Please extract every line of the records below that contains the word "decorative", and copy each one unchanged.

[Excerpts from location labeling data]
______
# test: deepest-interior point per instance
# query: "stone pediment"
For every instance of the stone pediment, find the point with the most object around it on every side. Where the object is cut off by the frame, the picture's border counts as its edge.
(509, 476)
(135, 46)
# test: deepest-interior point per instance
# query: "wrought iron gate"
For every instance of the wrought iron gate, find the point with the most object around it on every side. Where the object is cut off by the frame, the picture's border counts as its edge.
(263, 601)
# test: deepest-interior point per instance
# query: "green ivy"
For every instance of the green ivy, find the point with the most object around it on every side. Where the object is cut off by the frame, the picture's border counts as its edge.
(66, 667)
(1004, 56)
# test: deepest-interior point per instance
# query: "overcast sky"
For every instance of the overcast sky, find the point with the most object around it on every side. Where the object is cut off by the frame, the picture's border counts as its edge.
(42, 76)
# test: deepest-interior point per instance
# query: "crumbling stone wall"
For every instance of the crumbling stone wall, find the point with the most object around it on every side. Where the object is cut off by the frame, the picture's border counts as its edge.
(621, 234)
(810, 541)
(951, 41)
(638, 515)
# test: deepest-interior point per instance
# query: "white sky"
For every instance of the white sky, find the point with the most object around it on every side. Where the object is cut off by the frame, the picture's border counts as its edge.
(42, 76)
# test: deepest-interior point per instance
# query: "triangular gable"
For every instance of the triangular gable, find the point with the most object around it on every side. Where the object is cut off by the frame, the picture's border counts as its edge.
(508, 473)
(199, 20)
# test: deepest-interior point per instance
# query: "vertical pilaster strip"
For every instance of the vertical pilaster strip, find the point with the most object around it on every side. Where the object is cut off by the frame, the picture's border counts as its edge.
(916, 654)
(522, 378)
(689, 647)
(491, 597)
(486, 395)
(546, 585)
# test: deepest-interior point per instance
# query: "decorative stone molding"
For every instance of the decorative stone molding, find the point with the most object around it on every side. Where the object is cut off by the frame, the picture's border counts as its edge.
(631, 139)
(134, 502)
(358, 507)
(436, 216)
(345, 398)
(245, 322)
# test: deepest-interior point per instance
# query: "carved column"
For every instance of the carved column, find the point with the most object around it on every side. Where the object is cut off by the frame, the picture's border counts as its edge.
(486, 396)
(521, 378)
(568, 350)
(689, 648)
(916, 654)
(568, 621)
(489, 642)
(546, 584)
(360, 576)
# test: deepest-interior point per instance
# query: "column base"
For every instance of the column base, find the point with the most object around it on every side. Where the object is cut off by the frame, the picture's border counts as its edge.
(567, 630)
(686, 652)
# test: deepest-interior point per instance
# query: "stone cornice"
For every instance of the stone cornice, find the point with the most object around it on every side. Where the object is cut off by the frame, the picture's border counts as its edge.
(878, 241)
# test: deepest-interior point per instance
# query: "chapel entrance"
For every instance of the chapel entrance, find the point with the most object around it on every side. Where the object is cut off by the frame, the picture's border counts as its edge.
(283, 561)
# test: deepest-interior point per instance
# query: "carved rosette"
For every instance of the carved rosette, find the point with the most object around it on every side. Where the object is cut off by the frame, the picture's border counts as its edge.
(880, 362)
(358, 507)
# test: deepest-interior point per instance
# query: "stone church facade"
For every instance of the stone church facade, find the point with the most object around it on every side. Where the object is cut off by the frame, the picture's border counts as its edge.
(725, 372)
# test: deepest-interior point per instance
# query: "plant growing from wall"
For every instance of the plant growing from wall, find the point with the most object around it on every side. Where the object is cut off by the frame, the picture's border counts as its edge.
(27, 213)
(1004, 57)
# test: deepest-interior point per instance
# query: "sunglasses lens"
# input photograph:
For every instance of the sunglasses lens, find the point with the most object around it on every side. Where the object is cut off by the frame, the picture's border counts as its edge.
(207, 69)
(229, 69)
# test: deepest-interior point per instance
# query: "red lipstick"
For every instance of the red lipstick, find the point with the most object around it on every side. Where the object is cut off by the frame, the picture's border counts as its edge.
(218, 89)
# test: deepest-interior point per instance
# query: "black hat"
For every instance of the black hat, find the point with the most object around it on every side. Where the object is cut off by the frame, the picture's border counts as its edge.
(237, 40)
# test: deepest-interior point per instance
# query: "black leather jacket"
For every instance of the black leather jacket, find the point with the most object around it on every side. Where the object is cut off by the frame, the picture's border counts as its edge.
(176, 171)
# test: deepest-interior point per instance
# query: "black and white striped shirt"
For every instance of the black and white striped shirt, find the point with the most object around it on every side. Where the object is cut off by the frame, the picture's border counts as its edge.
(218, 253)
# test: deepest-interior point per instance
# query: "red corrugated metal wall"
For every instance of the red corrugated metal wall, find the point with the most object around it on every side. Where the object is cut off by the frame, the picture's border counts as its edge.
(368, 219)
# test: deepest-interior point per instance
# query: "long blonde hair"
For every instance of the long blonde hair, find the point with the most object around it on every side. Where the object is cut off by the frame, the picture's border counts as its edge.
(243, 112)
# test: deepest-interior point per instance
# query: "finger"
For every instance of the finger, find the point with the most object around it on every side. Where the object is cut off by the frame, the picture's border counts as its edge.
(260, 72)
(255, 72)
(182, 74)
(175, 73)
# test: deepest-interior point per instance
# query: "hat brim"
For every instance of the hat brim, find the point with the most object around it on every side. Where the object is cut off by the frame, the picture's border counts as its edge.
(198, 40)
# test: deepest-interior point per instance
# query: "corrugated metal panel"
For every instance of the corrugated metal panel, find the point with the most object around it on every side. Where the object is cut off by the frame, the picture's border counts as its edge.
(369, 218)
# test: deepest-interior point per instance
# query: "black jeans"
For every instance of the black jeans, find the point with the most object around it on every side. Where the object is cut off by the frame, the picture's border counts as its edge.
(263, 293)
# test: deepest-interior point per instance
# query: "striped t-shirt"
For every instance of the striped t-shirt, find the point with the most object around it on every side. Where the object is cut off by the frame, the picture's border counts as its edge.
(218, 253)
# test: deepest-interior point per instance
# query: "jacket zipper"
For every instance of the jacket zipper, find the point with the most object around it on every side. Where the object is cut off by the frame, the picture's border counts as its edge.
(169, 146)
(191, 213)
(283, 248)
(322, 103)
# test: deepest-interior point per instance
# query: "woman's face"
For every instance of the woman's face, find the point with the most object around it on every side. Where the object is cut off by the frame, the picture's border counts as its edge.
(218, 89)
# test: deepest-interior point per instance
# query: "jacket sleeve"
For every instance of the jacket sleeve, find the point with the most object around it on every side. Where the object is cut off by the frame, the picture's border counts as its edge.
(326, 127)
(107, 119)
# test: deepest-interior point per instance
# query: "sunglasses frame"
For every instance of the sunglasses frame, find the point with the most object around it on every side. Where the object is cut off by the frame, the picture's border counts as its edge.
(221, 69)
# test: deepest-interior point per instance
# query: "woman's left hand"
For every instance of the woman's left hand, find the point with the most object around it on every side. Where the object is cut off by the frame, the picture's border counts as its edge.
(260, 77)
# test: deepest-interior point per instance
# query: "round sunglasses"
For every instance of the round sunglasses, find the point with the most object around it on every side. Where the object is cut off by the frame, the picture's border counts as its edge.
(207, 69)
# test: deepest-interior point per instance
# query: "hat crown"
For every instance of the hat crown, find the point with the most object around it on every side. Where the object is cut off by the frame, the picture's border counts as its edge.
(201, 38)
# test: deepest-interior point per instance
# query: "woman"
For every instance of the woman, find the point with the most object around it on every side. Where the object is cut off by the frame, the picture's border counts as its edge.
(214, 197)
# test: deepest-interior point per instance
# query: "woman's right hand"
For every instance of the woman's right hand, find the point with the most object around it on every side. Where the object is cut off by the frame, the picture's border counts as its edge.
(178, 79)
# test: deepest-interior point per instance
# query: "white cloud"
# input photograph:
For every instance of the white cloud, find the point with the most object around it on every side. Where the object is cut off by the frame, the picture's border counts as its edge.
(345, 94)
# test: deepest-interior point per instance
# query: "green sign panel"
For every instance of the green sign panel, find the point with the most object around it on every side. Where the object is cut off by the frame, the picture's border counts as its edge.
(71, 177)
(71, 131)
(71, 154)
______
*Answer for this exercise*:
# query: "decorative stone molding"
For every instance of the decorative stone molding, find the point with the most object around it on every side. Where the object is cut off by the frame, the picture's border counts as its edge.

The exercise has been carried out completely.